» The problem
Retype all the records with nothing changed.

» Dataset entries
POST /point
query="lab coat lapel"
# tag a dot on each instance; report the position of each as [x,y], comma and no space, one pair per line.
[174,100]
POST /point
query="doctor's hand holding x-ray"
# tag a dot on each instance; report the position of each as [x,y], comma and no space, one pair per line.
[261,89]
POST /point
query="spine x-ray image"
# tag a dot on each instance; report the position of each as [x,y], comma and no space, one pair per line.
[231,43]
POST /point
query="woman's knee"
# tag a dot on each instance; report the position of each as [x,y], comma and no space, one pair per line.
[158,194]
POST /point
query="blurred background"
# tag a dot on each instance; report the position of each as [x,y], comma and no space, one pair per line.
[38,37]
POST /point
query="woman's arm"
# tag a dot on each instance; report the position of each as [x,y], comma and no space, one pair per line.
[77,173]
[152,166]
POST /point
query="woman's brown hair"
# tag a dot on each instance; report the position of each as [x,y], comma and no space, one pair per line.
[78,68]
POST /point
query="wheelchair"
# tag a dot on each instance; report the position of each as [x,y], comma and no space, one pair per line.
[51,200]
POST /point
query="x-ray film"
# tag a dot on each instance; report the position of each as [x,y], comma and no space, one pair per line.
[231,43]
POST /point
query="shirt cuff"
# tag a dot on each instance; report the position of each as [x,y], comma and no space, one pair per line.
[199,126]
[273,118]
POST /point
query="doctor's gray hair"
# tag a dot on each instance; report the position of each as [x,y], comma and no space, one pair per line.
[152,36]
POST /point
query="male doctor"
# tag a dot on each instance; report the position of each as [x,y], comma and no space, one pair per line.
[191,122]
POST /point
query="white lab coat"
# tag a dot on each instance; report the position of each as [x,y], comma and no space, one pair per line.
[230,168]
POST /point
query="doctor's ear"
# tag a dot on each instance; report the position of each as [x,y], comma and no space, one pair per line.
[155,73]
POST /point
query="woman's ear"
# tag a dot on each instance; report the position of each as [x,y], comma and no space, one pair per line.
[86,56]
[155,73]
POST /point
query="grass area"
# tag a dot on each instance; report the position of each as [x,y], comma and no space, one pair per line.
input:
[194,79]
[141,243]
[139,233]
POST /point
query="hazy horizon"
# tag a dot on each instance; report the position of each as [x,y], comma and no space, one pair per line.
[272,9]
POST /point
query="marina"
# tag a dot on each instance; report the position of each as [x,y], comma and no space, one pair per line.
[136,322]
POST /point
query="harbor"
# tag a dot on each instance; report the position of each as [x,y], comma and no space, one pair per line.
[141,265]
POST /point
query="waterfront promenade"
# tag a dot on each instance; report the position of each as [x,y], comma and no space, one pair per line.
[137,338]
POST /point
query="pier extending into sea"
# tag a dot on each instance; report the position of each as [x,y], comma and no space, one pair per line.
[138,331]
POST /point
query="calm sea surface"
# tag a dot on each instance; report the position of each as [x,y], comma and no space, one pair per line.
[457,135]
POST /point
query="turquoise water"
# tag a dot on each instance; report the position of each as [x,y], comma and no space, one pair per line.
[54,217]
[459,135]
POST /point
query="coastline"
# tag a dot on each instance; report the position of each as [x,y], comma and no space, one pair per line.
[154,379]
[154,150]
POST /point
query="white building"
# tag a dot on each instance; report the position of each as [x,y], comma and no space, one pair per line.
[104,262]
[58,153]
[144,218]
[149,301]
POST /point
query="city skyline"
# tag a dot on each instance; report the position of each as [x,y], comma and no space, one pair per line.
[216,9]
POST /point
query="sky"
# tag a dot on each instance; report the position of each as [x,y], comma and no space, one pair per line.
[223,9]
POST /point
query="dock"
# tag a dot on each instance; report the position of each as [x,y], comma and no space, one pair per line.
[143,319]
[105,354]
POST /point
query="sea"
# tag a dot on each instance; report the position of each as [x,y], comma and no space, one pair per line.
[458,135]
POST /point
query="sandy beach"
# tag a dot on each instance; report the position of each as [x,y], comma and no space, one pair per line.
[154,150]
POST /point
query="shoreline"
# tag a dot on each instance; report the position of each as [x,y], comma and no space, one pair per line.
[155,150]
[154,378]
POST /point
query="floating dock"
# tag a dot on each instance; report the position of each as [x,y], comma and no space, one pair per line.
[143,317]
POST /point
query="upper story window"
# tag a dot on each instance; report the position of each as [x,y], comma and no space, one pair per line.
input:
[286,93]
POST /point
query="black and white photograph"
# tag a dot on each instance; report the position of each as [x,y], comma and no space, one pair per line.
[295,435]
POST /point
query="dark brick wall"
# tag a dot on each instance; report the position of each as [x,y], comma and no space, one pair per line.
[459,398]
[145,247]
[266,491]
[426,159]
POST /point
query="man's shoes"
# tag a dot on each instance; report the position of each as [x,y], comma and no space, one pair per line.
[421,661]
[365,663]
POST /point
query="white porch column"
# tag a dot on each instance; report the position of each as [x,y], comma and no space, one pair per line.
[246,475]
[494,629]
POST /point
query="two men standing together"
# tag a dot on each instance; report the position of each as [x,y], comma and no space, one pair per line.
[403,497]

» Final answer
POST /point
query="lab coat lapel"
# tag a dot on each instance; report the position of each as [x,y], comma and no space, one pair per line.
[174,100]
POST /point
query="doctor's hand holding x-ray"
# tag a dot on each instance; report the position of each as [x,y], comma and no space, one pair per line.
[261,89]
POST /point
query="spine x-ray image"
# tag a dot on each instance; report the position of each as [x,y], comma and no space, one pair per line.
[231,43]
POST /point
query="woman's knee"
# tag a dot on each instance; report the position of each as [x,y], comma and no space, one pair per line.
[158,194]
POST /point
query="blurred background"
# tag a dot on each instance; report the position of each as [x,y], comma and no space, one pair per line.
[38,37]
POST /point
query="woman's arm"
# tag a dot on each instance; report the position of each as [x,y], comma and no space, one pair per line.
[77,173]
[152,166]
POST /point
query="woman's brown hair"
# tag a dot on each instance; report the position of each as [x,y], comma and no space, one pair per line.
[78,68]
POST /point
query="wheelchair"
# tag a dot on each instance; report the position of each as [x,y], comma and no space, one pair per line.
[51,200]
POST /point
query="x-ray film"
# tag a dot on each instance; report the position of each as [x,y], comma and no space, one pair per line.
[231,43]
POST /point
query="shirt cuff"
# tag a dot on each instance; report the position of each as [x,y], comma and no space, one pair per line.
[199,126]
[273,118]
POST /point
query="doctor's gray hair"
# tag a dot on each instance; report the position of each as [x,y], comma and no space, one pair per line.
[152,36]
POST /point
query="male doctor"
# tag a dot on each instance; report the position of each as [x,y], comma and no space, one pair per line.
[191,122]
POST /point
query="white lab coat"
# tag a dot on each instance; report the position of each as [x,y], comma and no space, one pair per line.
[230,168]
POST /point
query="doctor's ear"
# tag a dot on each instance; report the position of each as [x,y], comma and no space, one pair per line.
[155,73]
POST /point
query="woman's ear"
# tag a dot on each instance; report the position of each as [x,y], comma and no space, one pair per line.
[86,56]
[155,73]
POST /point
query="grass area"
# tag a dot on each instance; report the position of each as [x,y], comma and no space, one pair per line.
input:
[194,79]
[141,243]
[139,233]
POST /point
query="hazy horizon"
# tag a dot on each instance; report the position of each as [x,y], comma and no space, one pair per line.
[272,9]
POST /point
query="marina"
# tag a dot on each instance; report the position of each as [x,y], comma and no space, one pair per line.
[136,322]
POST /point
query="harbor"
# tag a dot on each instance; report the position of each as [x,y], comma and no space, one pair per line.
[141,265]
POST /point
query="waterfront promenade"
# tag a dot on each instance; report the position of each as [x,y], comma and no space, one pair per line.
[137,338]
POST /point
query="pier extending into sea"
# tag a dot on each instance; report the position of each as [x,y], comma and no space, one pair per line.
[138,331]
POST /point
query="calm sea surface"
# tag a dot on each instance; report the position of each as [x,y], comma and no space, one pair per line.
[457,135]
POST /point
query="turquoise water"
# tag a dot on each instance; report the position of each as [x,y], comma and no space, one pair per line.
[54,217]
[459,135]
POST /point
query="coastline"
# tag a dot on each instance; report the position of each as [x,y], comma and no space, one pair per line.
[154,379]
[154,150]
POST /point
query="white building"
# tag a dot on each instance; report the position of each as [x,y], comma and no space, one pair per line.
[104,262]
[58,153]
[144,218]
[149,301]
POST /point
query="city skyline"
# tag a dot on each instance; report the position of each as [x,y], comma and no space, one pair per line.
[216,9]
POST /point
query="sky"
# tag a dot on each instance; report the position of each as [x,y], comma and no space, one pair per line.
[223,9]
POST /point
query="dock"
# tag a dot on each instance; report the position of each as [x,y], comma and no space, one pair per line.
[143,319]
[105,354]
POST /point
query="sea"
# tag a dot on each instance; report the position of each as [x,y], comma and no space, one pair per line.
[458,135]
POST /point
query="sandy beach"
# tag a dot on each instance; report the position of each as [x,y], comma and no space, one pair per line.
[154,150]
POST /point
query="shoreline"
# tag a dot on each instance; report the position of each as [x,y], comma and no space, one pair per line.
[155,150]
[154,378]
POST /point
query="floating dock"
# tag a dot on each instance; report the position of each as [x,y], comma and no space, one pair per line.
[143,317]
POST /point
query="upper story window"
# tag a dot on each instance; report the position of each as [x,y], comma and no space, one pair per line.
input:
[286,93]
POST /point
query="black and white photograph"
# tag a dot on each instance; report the position of each as [x,y], comma and no space, one pair per line.
[295,435]
POST /point
query="dark brick wall"
# tag a dot on each instance; report the position of each as [x,y], comma and no space, one pair per line.
[459,398]
[145,247]
[266,491]
[426,159]
POST /point
query="man's shoes"
# tag a dot on each instance; report the position of each as [x,y], comma and no space, one pair per line.
[421,661]
[365,663]
POST /point
query="white porch column"
# tag a dot on each instance; report the position of each as [x,y], comma and no space, one pair per line.
[246,475]
[494,629]
POST /point
query="two men standing together"
# tag a dot on each instance; report the position of each as [x,y], comma and no space, one pair per line.
[403,497]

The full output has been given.